- Given text -
◆ ◆ ◆ ◆ ◆
Fundamental Factors › Lesson 6: Profitability

Analyzing Profitability with Alphalens¶

After performing exploratory data analysis (EDA) on a fundamental factor, a common next step is to use Alphalens to analyze the factor's predictive value. Alphalens is a useful tool for preliminary research because we don't have to write much code to get feedback on whether the factor may be predictive. It provides a low-effort way to experiment and gain direction regarding next steps.

To analyze the profitability factor, we first construct our operating margin factor, incorporating the filtering and truncation rules that came to light during EDA:

In [1]:

from zipline.pipeline import Pipeline, sharadar

fundamentals = sharadar.Fundamentals.slice('ART')

revenue = fundamentals.REVENUE.latest
operating_margin = fundamentals.OPINC.latest / revenue.where(revenue > 0) 

# exclude companies with negative operating expenses or negative cost of revenue
opex = fundamentals.OPEX.latest
cor = fundamentals.COR.latest
operating_margin = operating_margin.where((opex > 0) & (cor > 0))

# clip range to (-1, 1) so as not to overweight outliers
operating_margin = operating_margin.clip(min_bound=-1, max_bound=1)
◆ ◆ ◆ ◆ ◆
- Set exercise 1 -
Name every fundamentals field that the code in the profitability lesson accesses through ".latest".
- Set exercise 2 -
Continue the profitability lesson from the point after the line that clips the operating margin to the range -1 to 1.

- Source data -
◆ ◆ ◆ ◆ ◆
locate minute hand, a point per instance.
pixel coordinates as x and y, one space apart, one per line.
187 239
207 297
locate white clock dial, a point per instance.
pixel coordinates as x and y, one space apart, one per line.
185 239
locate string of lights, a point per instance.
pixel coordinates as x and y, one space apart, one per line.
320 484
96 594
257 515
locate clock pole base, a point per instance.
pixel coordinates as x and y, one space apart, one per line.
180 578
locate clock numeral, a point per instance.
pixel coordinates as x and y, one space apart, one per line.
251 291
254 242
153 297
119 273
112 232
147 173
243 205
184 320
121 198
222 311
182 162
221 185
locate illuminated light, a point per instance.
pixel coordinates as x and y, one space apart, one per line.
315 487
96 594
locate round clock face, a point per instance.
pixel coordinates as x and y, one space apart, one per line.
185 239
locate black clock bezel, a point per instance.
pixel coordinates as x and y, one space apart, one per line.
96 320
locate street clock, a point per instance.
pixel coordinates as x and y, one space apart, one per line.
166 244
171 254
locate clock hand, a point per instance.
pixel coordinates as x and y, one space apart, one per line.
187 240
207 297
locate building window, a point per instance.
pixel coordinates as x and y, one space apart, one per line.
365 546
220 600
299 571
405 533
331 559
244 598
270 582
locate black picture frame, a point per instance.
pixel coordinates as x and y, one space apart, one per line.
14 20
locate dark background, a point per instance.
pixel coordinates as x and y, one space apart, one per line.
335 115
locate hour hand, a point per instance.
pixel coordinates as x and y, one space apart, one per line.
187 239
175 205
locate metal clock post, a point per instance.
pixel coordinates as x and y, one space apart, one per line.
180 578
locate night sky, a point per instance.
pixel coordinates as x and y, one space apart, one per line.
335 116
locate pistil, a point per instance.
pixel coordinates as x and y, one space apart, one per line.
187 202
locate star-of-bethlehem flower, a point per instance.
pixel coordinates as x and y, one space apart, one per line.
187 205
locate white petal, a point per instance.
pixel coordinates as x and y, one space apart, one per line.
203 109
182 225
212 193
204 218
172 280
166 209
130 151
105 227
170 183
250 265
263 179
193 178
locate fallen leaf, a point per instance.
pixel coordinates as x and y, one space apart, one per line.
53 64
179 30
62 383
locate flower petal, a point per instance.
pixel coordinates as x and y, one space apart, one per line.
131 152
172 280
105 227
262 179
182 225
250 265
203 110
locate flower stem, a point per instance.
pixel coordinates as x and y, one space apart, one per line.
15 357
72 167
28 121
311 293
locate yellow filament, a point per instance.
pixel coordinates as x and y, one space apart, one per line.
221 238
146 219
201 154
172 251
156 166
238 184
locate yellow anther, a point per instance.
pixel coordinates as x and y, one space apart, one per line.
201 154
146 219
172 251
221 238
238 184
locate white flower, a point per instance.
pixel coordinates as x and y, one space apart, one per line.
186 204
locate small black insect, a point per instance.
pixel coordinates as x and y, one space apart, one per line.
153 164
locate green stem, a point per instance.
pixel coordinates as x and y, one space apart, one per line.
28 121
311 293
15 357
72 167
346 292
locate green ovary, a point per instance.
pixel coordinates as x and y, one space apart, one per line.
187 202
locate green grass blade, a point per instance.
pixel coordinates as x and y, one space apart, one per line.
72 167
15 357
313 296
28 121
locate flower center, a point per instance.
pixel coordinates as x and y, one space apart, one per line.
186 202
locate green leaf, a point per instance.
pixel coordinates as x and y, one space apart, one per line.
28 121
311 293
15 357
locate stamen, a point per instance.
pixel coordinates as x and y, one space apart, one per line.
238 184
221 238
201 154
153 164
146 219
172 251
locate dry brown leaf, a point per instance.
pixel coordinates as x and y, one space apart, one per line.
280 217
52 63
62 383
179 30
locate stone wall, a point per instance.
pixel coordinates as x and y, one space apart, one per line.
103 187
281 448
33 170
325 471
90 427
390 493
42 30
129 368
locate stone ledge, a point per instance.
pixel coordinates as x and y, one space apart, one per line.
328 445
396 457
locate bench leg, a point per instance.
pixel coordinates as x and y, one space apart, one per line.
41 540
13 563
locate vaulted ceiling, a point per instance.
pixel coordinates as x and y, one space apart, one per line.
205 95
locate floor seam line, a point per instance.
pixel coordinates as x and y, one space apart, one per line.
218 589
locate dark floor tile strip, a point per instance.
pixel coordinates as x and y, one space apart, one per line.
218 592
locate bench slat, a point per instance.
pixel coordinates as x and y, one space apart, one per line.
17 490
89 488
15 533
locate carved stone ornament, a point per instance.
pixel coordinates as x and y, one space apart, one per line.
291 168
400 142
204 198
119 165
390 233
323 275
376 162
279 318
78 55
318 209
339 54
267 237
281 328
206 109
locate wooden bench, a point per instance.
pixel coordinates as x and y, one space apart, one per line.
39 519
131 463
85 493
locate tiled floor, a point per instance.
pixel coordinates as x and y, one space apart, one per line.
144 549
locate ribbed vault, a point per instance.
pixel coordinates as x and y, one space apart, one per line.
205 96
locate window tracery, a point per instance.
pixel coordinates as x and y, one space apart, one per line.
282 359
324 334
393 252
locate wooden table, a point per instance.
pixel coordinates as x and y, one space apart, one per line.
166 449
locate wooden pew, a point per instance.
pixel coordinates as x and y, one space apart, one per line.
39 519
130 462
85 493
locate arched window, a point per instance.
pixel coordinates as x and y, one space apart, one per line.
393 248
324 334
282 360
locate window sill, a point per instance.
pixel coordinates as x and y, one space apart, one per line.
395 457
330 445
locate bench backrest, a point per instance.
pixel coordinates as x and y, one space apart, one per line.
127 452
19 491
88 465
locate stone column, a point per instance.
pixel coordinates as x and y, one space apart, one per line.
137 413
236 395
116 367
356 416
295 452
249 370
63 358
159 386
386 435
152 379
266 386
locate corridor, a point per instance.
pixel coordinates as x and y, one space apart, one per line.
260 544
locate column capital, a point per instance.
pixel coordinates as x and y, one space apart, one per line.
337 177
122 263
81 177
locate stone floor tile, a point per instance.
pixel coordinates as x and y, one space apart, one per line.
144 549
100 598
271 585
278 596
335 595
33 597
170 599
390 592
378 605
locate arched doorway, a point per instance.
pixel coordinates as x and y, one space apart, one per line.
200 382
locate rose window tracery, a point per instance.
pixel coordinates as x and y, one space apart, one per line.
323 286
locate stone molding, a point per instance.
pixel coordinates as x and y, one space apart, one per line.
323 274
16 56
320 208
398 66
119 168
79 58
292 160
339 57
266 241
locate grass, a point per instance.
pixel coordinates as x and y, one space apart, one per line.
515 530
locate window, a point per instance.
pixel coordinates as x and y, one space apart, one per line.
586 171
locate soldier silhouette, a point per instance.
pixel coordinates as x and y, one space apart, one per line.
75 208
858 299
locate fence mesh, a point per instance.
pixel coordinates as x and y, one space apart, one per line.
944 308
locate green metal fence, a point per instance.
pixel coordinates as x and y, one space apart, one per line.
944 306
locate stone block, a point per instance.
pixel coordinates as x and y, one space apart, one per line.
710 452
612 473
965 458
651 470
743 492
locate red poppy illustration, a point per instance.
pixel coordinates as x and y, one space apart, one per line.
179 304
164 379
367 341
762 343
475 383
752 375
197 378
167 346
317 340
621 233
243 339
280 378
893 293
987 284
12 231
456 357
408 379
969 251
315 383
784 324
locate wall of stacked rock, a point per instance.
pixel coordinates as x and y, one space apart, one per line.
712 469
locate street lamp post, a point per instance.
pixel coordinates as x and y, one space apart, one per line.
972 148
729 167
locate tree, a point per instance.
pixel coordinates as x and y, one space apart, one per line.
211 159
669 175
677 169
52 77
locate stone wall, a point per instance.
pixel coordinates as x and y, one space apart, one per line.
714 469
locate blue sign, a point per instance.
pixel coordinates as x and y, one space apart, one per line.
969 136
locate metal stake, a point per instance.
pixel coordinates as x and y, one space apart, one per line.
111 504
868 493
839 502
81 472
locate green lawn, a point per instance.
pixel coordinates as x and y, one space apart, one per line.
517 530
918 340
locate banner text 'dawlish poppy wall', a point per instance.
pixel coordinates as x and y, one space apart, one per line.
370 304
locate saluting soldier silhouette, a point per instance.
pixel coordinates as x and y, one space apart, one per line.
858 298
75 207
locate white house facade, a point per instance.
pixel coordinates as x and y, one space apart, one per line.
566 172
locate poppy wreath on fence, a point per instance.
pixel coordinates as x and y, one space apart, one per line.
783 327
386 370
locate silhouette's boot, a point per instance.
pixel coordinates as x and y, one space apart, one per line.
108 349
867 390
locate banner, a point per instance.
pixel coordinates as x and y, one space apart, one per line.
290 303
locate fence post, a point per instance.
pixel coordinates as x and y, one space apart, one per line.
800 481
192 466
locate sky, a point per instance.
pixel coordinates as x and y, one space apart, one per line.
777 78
◆ ◆ ◆ ◆ ◆
- Task response 1 -
REVENUE, OPINC, OPEX, COR

- Task response 2 -
We import our universe filters to use in the pipeline, but we go further and explicitly limit our universe to companies with non-null operating margins. That is, we exclude from the pipeline output the records we masked with NaNs (such as companies with zero revenue). If we pass too many NaN values to Alphalens, Alphalens will get worried and complain that it had to drop too many records from the analysis; we can avoid this by not passing the intentional NaNs to Alphalens in the first place.

In [2]:

from codeload.fundamental_factors.universe import CommonStocks, BaseUniverse

universe = BaseUniverse() & operating_margin.notnull()

A useful feature of Alphalens is the ability to include secondary grouping factors in the analysis. Grouping factors result in additional plots that break down the primary factor's performance by the grouping factor. You can include as many grouping factors as you like.

Because our base universe includes companies of all sizes, it is usually a good idea to include size as a grouping factor. Company size, particularly when the very smallest of companies are included in the universe, can have a significant impact on performance, which can potentially mask the effect of the factor you're trying to study. Including size as a grouping factor allows you to spot when this is happening.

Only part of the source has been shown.